====== ENTRIES

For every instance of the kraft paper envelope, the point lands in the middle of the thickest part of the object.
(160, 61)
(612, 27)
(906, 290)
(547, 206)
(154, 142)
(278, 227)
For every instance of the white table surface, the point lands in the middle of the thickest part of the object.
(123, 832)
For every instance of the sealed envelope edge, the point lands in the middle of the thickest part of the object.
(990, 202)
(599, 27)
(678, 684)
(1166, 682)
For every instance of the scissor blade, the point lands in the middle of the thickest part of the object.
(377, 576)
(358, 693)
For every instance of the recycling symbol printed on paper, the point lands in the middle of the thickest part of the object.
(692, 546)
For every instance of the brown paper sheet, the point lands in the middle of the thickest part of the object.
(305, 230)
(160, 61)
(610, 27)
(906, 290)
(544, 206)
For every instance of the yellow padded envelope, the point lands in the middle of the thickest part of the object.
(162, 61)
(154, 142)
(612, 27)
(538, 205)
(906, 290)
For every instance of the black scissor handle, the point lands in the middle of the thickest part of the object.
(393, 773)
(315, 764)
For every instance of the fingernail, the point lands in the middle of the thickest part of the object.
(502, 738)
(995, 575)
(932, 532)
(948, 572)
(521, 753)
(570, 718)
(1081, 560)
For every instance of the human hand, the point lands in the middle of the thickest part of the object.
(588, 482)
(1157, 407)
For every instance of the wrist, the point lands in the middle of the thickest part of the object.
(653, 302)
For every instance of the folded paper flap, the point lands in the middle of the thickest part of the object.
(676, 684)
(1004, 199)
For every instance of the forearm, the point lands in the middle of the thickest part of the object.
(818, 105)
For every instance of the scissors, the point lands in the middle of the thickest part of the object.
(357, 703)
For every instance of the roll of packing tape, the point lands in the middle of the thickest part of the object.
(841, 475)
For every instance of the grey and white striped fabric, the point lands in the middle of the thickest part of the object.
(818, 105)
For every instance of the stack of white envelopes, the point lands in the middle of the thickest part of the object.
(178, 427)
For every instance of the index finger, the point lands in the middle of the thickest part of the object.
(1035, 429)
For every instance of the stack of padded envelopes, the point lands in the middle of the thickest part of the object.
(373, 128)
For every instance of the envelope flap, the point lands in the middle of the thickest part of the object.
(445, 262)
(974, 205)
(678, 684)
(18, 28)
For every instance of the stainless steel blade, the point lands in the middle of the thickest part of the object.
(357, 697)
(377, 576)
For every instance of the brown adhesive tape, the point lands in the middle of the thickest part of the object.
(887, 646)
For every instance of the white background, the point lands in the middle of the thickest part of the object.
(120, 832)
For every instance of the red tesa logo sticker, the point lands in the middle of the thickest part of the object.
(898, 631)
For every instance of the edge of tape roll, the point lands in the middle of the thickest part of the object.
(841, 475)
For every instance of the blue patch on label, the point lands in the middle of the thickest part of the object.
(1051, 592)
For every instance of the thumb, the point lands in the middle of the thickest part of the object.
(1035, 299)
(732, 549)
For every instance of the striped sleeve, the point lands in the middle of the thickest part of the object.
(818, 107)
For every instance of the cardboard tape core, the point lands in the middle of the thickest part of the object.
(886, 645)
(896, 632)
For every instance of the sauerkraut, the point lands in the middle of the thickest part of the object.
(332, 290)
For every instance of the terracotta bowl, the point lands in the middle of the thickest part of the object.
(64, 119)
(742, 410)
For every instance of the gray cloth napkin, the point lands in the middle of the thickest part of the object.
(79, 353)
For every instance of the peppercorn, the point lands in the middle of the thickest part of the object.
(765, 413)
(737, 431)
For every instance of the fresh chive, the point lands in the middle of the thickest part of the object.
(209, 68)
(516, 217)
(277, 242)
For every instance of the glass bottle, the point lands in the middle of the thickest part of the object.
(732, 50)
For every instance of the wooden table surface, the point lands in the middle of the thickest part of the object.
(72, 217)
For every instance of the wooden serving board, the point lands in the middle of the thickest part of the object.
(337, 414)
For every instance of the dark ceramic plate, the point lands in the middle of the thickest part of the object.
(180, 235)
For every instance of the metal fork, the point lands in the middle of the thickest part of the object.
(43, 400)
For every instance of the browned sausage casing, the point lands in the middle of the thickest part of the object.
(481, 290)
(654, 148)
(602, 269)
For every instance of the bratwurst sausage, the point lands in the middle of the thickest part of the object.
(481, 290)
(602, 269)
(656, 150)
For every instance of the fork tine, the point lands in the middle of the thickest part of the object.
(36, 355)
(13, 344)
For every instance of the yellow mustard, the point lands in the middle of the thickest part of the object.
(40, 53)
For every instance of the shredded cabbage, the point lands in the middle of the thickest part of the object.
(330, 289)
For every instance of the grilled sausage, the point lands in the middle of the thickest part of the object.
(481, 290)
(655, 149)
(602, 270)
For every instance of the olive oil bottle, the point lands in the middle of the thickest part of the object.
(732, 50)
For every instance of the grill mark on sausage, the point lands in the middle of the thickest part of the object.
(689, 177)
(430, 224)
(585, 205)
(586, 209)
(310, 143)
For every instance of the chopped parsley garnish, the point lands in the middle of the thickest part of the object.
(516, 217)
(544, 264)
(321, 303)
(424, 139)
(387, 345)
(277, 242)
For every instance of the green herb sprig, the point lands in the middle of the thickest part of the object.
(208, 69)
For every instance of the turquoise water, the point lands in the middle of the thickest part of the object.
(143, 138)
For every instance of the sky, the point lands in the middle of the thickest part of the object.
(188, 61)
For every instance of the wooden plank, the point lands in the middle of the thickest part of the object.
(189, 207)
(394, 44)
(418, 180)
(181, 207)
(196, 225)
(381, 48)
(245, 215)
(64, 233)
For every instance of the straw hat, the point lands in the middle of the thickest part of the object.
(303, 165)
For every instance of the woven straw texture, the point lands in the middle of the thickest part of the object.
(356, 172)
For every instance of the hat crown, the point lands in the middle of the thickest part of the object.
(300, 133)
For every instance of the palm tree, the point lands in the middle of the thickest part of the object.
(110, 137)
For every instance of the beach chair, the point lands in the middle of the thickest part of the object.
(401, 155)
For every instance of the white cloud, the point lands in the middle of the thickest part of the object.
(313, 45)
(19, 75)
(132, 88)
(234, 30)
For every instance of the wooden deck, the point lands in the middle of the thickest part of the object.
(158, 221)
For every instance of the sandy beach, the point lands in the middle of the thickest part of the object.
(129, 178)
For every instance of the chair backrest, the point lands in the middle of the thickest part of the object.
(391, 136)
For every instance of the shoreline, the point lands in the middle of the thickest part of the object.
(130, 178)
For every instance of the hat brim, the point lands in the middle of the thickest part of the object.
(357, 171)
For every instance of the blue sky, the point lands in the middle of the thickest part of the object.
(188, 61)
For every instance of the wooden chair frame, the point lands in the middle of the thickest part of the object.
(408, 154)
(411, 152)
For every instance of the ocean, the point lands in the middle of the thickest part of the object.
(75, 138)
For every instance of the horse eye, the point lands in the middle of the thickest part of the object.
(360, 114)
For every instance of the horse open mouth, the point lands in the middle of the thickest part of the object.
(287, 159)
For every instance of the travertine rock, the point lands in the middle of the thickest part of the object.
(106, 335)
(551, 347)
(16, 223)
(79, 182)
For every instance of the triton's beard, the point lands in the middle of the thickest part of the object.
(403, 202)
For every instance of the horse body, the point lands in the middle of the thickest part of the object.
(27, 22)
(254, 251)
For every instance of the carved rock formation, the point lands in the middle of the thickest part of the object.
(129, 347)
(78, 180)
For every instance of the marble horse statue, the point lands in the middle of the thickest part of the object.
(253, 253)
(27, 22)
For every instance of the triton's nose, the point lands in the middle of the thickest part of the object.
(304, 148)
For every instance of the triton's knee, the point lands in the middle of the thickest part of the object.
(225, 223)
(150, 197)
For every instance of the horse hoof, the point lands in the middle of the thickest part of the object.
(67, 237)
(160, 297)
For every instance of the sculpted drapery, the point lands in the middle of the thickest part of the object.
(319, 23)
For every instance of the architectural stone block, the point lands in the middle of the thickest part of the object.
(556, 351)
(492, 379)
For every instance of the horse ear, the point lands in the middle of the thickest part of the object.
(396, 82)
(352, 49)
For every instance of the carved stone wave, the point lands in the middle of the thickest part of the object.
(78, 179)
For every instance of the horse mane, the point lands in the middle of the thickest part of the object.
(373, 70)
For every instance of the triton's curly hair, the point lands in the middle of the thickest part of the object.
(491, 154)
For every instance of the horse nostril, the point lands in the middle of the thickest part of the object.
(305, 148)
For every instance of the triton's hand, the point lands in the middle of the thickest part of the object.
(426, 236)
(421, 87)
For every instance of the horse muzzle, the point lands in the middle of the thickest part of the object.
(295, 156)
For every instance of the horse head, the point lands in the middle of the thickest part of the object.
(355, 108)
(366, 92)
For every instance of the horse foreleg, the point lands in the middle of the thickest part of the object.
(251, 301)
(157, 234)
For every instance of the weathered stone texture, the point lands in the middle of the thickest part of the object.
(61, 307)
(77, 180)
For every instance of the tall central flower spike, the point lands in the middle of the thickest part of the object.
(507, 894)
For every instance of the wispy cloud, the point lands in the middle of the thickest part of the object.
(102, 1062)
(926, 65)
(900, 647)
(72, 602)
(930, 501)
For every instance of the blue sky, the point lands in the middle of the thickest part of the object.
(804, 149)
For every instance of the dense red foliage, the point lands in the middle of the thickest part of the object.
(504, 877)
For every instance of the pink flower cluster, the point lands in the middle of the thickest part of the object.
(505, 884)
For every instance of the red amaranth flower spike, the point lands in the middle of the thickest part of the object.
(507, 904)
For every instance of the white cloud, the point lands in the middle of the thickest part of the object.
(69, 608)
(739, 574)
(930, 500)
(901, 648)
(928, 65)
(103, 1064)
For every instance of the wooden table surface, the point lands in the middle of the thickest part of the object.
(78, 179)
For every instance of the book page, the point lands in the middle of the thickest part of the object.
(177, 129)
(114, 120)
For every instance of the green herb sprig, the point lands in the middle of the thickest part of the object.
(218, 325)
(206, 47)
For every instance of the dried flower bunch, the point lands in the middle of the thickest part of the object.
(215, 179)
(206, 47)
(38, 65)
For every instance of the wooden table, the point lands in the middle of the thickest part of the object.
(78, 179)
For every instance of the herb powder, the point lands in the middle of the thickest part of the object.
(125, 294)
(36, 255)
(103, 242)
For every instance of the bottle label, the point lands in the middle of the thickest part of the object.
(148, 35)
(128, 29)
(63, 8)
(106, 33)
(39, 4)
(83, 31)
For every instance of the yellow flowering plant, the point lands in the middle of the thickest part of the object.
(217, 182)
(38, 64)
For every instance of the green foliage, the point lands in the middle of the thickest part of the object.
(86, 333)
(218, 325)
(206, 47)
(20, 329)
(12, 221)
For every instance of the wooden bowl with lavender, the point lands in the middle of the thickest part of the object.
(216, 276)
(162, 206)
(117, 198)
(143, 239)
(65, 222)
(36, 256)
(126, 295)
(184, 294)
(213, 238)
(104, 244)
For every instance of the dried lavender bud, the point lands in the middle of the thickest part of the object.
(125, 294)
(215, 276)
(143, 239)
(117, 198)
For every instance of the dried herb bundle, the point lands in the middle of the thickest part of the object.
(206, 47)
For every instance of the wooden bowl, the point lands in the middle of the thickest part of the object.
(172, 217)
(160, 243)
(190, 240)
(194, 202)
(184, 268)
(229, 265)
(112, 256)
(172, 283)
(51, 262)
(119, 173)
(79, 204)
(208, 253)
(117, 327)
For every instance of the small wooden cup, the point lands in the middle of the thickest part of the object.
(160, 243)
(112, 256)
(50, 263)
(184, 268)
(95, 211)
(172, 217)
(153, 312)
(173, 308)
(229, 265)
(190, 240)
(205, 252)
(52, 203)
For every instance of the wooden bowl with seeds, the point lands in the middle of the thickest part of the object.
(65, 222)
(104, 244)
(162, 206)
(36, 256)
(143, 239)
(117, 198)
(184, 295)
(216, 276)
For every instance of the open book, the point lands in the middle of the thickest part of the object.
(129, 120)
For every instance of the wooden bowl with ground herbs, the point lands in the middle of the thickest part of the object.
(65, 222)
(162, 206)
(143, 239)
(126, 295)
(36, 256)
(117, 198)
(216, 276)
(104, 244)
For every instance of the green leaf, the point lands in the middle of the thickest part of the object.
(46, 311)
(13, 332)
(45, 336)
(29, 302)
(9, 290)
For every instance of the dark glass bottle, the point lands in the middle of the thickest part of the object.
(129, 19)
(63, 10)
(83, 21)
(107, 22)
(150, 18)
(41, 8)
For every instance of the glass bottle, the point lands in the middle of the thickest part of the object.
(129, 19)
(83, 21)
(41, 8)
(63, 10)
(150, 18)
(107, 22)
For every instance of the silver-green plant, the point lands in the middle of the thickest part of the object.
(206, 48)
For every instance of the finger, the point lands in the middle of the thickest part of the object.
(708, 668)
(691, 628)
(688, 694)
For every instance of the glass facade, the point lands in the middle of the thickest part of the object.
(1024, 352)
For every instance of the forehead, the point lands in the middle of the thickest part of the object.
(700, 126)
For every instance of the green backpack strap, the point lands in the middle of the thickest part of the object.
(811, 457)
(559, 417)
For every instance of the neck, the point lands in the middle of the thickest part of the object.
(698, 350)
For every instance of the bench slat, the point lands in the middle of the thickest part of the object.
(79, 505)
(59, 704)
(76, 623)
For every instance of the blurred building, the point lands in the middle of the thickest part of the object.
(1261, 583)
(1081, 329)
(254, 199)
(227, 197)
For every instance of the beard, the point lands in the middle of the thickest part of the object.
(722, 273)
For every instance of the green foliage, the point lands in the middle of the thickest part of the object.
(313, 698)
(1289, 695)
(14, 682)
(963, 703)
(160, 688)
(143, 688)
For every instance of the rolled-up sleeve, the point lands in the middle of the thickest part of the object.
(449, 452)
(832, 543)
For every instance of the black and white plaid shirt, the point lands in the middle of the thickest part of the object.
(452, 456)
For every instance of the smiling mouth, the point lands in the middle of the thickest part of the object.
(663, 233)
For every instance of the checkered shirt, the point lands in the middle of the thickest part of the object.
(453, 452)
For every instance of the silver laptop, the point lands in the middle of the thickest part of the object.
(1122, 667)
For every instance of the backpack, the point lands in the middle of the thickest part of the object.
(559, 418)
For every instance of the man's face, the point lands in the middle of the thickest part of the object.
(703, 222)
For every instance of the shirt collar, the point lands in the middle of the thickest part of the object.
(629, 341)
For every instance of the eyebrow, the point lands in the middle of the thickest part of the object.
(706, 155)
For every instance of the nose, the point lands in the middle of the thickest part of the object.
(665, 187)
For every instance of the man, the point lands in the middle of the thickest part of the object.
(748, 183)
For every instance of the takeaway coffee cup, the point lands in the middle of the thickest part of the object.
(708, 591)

============

From the line containing "For every instance of the neck, the" down to the last line, reproduce the records exactly. Include both ends.

For every instance of the neck, the point lands in the middle of the thickest part of the object.
(698, 350)
For every instance of the bench slat, the point lands in the middle of the thickest part of the object.
(79, 505)
(59, 704)
(76, 623)
For every instance of the blurred building, the point lands in the middle of the thickest part of the object.
(1261, 583)
(1081, 329)
(254, 199)
(227, 197)
For every instance of the beard, the point lands in the middle of the thickest part of the object.
(722, 273)
For every instance of the green foliage, the point lands in the middle of the thickest part of the object.
(313, 698)
(1289, 695)
(14, 682)
(963, 703)
(160, 688)
(143, 688)
For every instance of the rolled-up sleeve, the point lands in the middle of the thickest part of the object.
(449, 452)
(832, 543)
For every instance of the black and white plaid shirt, the point lands in the middle of the thickest part of the object.
(452, 456)
For every instance of the smiling mouth, the point lands in the middle of the thickest part of the object.
(663, 233)
For every instance of the checkered shirt, the point lands in the middle of the thickest part of the object.
(453, 452)
For every instance of the silver laptop, the point lands in the middle of the thickest part of the object.
(1122, 667)
For every instance of the backpack, the point lands in the middle of the thickest part of the object.
(559, 418)
For every instance of the man's face, the point lands in the middle of the thickest part of the object.
(703, 222)
For every instance of the shirt collar, the point lands in the middle of the thickest part of the object.
(629, 341)
For every instance of the eyebrow, the point lands in the middle of the thickest part of the object.
(706, 155)
For every instance of the nose, the point lands in the middle of the thickest part of the object.
(665, 187)
For every instance of the man, the point lands in the middle of the thickest part of the object.
(748, 183)
For every instance of the takeaway coffee cup, the point lands in the middle of the thickest part of the object.
(708, 591)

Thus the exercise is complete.